**TEKS BACAAN**:
↓↓↓

Hj. Nurul Adha. (WINDY DHARMA/RADAR MANDALIKA)

LOBAR– Polemik pembahasan draf Kebijakan Umum Anggaran dan Prioritas Plafon Anggaran Sementara (KUA PPAS) yang buntu tidak ingin dibiarkan berlarut-larut oleh Wakil Bupati Lombok Barat (Lobar) Hj. Nurul Adha. Wabup mengharapkan Dewan Perwakilan Rakyat Daerah (DPRD) Lobar dapat bersikap lapang dada dan sepaham atas kondisi fiskal daerah.

Secara terbuka, Wabup mengajak legislatif segera duduk bersama membahas KUA PPAS dengan semangat adaptasi, sabar, dan komitmen kerja keras demi kepentingan rakyat.

“Kalau menurut saya, ya kita sikapi semua ini dengan sabar lah,” ujar Wabup Lobar Hj. Nurul Adha yang dikonfirmasi, Kamis (6/11).

Wanita yang akrab disapa Ummi Nurul Adha (UNA) menilai sinergi membangun daerah harus tetap terjaga di saat kondisi fiskal daerah terdampak pemotongan Dana Transfer ke Daerah (TKD) mencapai Rp305 miliar. Sehingga, perlunya kesamaan pandang di antara kedua lembaga daerah tersebut.

↑↑↑

**INSTRUKSI 1**: Menurut berita tentang pembahasan KUA PPAS Lombok Barat di atas, berapa besar pemotongan Dana Transfer ke Daerah?
**INSTRUKSI 2**: Lanjutkan berita tentang pembahasan KUA PPAS Lombok Barat di atas, mulai setelah kalimat terakhirnya.

**BLOK DATA**:
↓↓↓

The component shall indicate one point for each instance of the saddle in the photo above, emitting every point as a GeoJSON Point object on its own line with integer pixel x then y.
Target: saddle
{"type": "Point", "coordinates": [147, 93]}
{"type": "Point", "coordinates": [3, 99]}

↑↑↑

**JAWABAN TERTULIS 1**: Pemotongan Dana Transfer ke Daerah (TKD) mencapai Rp305 miliar.

**JAWABAN TERTULIS 2**:
“Secara kumulatif, APBD kita ini kan berkurang. Kalau 2023**,** Rp 2 triliun lebih. Nah sekarang kurang, karena akibat dari kebijakan pusat yang mengurangi TKD kita sekitar Rp305 miliar. Jadi kita punya APBD sekitar Rp 1,9 sekian,” jelas UNA.

Meski Pemkab sudah melakukan efisiensi anggaran, termasuk dengan merumahkan tenaga honorer non-database, tetap saja persentase belanja pegawai secara akumulasi total APBD tetap tinggi.

“Artinya, terjadi pengurangan belanja, tetapi akumulasi persentasenya tetap tinggi. Ini yang membuat kemudian secara fiskal kita agak kesulitan,” tegasnya.

Pengurangan itu secara langsung berdampak pada alokasi anggaran di sektor lain. Terutama belanja barang dan jasa yang kerap menjadi tempat usulan program-program dari anggota Dewan. Alokasi belanja ini tidak bisa disamakan dengan tahun sebelumnya karena adanya penyesuaian terhadap TKD yang berkurang.

“Dengan pengurangan ini, yang tidak boleh berkurang adalah belanja pegawai, harus aman. Itu tidak boleh berkurang,” jelas Wakil Bupati.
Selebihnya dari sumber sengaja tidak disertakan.